**What is required**
Go through the entries below. Copy each line in which "shawl" appears.

*** Data records ***

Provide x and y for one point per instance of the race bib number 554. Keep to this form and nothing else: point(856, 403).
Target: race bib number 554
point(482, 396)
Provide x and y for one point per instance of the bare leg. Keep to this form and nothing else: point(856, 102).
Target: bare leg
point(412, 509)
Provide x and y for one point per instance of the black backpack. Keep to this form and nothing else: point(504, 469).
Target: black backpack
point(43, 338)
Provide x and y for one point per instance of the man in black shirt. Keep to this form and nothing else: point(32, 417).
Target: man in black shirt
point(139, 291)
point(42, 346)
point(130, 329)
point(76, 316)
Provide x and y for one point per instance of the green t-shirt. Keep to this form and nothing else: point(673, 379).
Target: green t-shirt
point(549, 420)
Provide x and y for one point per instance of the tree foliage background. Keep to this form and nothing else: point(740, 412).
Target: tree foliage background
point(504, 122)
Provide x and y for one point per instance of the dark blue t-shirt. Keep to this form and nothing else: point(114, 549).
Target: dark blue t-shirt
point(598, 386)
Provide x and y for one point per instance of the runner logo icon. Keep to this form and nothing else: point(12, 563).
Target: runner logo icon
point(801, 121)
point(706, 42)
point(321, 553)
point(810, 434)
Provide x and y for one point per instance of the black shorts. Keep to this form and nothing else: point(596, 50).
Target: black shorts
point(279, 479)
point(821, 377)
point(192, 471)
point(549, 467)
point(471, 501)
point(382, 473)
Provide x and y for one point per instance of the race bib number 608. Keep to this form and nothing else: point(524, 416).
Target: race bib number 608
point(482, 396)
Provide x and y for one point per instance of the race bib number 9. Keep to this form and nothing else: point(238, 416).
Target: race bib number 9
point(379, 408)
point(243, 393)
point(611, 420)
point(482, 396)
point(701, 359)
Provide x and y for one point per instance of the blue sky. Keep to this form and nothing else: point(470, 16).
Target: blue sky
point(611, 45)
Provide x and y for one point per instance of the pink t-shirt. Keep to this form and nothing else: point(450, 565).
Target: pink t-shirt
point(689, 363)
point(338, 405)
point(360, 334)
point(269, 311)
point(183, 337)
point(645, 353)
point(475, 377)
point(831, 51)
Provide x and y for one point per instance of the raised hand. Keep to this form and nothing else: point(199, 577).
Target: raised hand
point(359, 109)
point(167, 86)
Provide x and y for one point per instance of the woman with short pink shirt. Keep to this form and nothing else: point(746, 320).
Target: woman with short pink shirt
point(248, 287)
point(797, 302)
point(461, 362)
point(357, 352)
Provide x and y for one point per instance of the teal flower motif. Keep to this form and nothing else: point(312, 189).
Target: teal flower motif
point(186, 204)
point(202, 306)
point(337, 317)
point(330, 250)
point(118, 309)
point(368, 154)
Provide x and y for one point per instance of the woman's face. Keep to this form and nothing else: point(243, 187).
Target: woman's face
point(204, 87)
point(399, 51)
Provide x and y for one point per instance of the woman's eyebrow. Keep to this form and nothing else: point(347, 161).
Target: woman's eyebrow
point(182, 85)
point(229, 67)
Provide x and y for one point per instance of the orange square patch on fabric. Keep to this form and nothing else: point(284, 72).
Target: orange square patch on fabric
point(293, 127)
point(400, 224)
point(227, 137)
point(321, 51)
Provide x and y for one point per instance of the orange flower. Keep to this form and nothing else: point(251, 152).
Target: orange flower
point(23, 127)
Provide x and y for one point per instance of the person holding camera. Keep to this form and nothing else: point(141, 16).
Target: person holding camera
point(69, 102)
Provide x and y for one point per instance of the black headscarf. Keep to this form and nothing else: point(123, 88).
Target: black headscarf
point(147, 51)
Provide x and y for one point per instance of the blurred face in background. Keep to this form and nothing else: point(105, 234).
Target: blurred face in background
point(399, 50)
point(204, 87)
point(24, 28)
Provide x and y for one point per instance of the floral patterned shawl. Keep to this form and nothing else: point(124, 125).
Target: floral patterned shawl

*** End of Data records ***

**Solution to this task**
Provide x and y for one point per instance of the floral patterned shawl. Keep to this form and nothing else: point(124, 125).
Target: floral patterned shawl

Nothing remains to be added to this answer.